- [Your instructions]: Please write out each entry that follows, keeping it exactly the same.

>>

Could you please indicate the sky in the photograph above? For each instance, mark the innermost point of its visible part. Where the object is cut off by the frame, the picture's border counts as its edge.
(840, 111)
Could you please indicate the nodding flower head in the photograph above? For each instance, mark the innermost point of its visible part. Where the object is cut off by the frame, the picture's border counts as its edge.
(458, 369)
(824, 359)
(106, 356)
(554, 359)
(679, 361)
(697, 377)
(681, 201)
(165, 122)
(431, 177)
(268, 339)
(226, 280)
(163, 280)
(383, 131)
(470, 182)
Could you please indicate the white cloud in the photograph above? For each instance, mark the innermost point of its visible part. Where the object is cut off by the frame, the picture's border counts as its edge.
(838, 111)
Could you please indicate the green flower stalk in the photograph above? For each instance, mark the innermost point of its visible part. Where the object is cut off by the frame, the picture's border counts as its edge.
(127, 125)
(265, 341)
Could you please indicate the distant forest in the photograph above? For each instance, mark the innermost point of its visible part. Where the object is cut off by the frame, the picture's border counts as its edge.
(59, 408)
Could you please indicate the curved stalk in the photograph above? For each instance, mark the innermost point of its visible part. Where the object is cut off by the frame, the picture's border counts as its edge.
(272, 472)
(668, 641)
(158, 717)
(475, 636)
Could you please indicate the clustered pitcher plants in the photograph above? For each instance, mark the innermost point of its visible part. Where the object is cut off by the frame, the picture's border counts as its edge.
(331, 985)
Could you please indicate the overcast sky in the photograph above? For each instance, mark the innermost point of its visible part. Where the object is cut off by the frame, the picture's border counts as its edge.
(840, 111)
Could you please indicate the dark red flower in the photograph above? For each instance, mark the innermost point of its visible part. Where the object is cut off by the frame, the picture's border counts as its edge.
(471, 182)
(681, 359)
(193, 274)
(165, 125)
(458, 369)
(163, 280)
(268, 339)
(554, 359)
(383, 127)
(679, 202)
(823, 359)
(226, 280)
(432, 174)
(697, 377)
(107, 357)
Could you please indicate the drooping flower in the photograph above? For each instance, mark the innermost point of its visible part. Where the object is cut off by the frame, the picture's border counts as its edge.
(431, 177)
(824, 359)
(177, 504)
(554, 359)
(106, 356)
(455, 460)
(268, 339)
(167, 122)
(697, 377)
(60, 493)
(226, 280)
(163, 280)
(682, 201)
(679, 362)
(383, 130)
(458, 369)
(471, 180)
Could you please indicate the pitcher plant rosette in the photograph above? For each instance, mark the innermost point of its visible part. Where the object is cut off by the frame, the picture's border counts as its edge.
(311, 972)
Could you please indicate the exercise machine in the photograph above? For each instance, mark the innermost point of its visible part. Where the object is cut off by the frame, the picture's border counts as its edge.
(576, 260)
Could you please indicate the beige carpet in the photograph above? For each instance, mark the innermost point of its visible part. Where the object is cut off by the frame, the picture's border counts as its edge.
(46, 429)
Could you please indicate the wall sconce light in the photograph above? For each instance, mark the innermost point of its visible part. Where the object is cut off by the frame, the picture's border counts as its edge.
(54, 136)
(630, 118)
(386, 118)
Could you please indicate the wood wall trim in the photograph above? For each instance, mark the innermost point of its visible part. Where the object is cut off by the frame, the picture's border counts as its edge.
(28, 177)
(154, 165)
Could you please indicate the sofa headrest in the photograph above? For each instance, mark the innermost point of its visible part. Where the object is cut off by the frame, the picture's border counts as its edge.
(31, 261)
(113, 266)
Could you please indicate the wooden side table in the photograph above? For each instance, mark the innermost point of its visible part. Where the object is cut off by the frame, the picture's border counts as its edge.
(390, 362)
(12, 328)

<<

- [Answer to this exercise]:
Could you please indicate the sky in the photograph above? For each instance, mark the innermost point of its visible part. Where the object is cut off by the frame, the picture's border counts as its edge.
(840, 111)
Could you please indicate the nodding flower head in the photograph above? For each instance, mark the innermost point of its visible part. Where the object is cut off by the frame, the picture's border counts as its edge.
(458, 369)
(824, 359)
(106, 356)
(554, 359)
(679, 361)
(697, 377)
(681, 201)
(165, 122)
(431, 177)
(268, 339)
(226, 280)
(163, 280)
(383, 131)
(470, 182)
Could you please indicate the white cloud in the photograph above? For each instance, mark the innermost point of its visible part. Where the object is cut off by the frame, the picture's border counts as its edge.
(838, 111)
Could you please indicate the green flower stalk in the photograph above? For each instance, mark the innermost point of its visible part. Where the object is cut off by the frame, the picture's border counts as its edge.
(127, 125)
(265, 341)
Could you please indicate the distant forest in the photograph above? For each instance, mark the innermost point of its visible part. Where the object is cut off by the frame, the picture's border counts as its edge.
(59, 408)
Could you please indicate the curved stalk in the photograph above? For each instance, mark the innermost point of its visible part. Where the object is cut off by the frame, the picture's border counts as its edge.
(272, 472)
(668, 641)
(158, 717)
(475, 636)
Could you please indicate the clustered pitcher plants in the photograph above? For each instance, mark the innermost point of its visible part. Where the object is cut off by the frame, the picture's border counts as its edge.
(331, 985)
Could you please indicate the overcast sky in the photograph above? For each instance, mark the innermost point of its visible part. Where the object is cut off by the frame, the picture's border counts as its edge.
(840, 111)
Could you please indicate the dark red flower in the photograph above? For each instance, mark the innermost point of its visible part. Where the object is cut off by the frame, the picture's border counts as its edge.
(471, 182)
(681, 359)
(193, 274)
(165, 125)
(458, 369)
(163, 280)
(268, 339)
(554, 359)
(383, 127)
(679, 202)
(823, 359)
(226, 280)
(432, 174)
(697, 377)
(107, 357)
Could you please indicate the drooping flower in the photograph above? For each instance, mark the innermost point of its visible part. Where the object is cut off by the frame, the picture's border counts as its edge.
(431, 177)
(824, 359)
(177, 504)
(554, 359)
(106, 356)
(455, 460)
(268, 339)
(167, 122)
(697, 377)
(60, 493)
(226, 280)
(163, 280)
(682, 201)
(679, 362)
(383, 130)
(458, 369)
(471, 180)
Could you please indicate the pitcher plant rosette in the photograph above? For each instance, mark the innermost point of its visible part. Where the object is cut off by the frame, the picture's border counts as its edge.
(311, 972)
Could you please indicate the exercise machine in the photograph above? For each instance, mark the innermost point of its visible part. Where the object is cut off by the frame, the picture's border counts as its edge.
(576, 260)
Could you please indicate the beige carpet in the photograph above? For each instance, mark the innermost point of its visible part. Where the object is cut off by the frame, the picture's border counts as its edge.
(46, 429)
Could you please indicate the wall sconce light in the photograph above? For each instance, mark the innermost point of its visible part. Where the object is cut off by the frame, the picture's border counts as its edge.
(54, 136)
(630, 118)
(386, 118)
Could you please indicate the wood wall trim in the photograph above? For each instance, mark the innermost point of its visible part. Where the object is cut off by the frame, the picture's border counts as its edge.
(28, 177)
(154, 165)
Could you please indicate the sofa headrest in the photograph above? For each instance, mark the innermost point of its visible part. Where the object is cut off by the frame, the picture's border counts as its edge.
(31, 261)
(113, 266)
Could you please indicate the wooden side table in the photograph above? For each instance, mark the innermost point of its visible part. Where the object is cut off by the frame, the picture's border counts as its edge.
(390, 362)
(12, 328)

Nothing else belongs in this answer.